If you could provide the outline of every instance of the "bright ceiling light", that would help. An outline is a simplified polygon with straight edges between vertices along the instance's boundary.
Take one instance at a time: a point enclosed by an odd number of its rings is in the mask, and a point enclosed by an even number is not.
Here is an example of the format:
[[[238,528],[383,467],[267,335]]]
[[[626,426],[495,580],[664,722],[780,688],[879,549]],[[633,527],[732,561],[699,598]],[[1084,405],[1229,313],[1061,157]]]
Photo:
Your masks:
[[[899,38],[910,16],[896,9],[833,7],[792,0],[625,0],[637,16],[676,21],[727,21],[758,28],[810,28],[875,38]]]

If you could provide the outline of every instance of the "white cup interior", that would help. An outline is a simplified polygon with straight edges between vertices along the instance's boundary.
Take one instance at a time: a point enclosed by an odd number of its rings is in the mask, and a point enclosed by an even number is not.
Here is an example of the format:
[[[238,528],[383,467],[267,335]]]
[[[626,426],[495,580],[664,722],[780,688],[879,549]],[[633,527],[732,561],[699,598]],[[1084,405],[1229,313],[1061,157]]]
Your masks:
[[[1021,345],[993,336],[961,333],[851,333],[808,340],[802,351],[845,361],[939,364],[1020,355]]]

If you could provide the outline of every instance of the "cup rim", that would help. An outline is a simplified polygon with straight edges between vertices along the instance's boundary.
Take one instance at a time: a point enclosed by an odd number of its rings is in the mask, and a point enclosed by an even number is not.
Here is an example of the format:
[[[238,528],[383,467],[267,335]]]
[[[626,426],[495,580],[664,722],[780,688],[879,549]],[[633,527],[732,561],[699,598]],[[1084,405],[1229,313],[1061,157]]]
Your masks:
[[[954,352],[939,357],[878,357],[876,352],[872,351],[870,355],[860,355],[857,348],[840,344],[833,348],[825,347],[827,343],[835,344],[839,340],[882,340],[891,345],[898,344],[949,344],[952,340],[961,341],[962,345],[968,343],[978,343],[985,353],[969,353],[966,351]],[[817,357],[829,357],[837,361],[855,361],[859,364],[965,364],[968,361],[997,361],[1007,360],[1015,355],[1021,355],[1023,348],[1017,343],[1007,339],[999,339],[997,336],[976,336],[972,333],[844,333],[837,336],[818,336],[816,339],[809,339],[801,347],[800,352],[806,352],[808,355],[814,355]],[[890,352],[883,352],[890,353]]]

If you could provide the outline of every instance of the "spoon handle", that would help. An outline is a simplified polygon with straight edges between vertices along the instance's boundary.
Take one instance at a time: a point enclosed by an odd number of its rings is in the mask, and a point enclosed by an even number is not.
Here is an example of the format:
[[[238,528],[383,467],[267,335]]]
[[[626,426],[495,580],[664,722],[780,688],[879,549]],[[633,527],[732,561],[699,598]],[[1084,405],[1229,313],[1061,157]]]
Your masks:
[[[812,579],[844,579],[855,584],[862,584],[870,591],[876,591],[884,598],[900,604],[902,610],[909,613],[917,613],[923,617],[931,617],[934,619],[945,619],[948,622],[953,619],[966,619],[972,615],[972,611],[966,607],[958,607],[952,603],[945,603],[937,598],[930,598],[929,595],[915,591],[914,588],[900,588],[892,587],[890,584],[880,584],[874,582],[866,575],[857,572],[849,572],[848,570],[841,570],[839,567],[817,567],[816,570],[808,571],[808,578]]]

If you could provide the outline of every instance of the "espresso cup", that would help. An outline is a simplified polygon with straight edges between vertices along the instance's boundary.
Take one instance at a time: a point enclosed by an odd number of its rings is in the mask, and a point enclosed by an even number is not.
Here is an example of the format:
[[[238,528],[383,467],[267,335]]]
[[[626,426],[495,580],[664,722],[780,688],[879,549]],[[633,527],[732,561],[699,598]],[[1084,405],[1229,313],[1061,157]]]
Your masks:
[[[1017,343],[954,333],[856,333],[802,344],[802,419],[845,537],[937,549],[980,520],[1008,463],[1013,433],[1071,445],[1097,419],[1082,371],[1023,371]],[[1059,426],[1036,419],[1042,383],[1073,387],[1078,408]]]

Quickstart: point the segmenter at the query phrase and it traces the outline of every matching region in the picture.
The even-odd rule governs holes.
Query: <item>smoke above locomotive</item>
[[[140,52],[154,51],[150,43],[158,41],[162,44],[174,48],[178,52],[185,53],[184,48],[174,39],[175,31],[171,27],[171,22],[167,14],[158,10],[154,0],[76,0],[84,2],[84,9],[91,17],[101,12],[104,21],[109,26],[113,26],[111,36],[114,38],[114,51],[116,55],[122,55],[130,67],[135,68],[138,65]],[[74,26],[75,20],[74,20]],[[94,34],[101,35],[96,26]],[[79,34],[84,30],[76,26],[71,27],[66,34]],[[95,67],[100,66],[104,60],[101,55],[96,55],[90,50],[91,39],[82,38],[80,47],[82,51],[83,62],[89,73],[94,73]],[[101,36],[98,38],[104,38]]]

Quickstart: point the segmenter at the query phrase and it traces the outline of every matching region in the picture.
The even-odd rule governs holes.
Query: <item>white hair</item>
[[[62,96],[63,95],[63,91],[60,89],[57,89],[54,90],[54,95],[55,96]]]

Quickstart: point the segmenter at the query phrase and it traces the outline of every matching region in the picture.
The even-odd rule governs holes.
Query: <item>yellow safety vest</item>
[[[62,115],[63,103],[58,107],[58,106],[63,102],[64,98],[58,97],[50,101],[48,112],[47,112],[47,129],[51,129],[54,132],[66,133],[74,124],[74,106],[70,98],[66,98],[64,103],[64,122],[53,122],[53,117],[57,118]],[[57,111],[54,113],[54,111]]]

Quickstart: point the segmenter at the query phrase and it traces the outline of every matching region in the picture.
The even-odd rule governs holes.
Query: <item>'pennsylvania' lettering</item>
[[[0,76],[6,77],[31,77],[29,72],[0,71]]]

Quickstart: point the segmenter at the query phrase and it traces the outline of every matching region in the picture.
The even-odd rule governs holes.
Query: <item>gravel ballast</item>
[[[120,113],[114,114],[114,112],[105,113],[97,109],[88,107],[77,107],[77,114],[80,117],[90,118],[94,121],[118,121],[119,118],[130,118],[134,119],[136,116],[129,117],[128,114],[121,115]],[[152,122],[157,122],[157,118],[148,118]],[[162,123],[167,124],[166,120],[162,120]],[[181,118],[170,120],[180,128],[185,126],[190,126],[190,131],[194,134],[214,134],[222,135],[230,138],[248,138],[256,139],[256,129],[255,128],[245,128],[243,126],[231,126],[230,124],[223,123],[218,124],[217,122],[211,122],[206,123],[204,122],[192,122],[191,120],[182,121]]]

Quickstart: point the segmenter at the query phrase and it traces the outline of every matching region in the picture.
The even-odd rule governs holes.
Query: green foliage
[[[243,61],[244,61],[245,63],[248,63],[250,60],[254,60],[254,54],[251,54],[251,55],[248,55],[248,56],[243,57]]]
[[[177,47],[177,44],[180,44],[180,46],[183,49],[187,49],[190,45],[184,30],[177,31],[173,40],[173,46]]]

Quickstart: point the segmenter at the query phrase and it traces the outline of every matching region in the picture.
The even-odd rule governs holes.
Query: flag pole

THE TASK:
Count the lines in the records that contain the string "white". Reply with the number alone.

WORKED SOLUTION:
2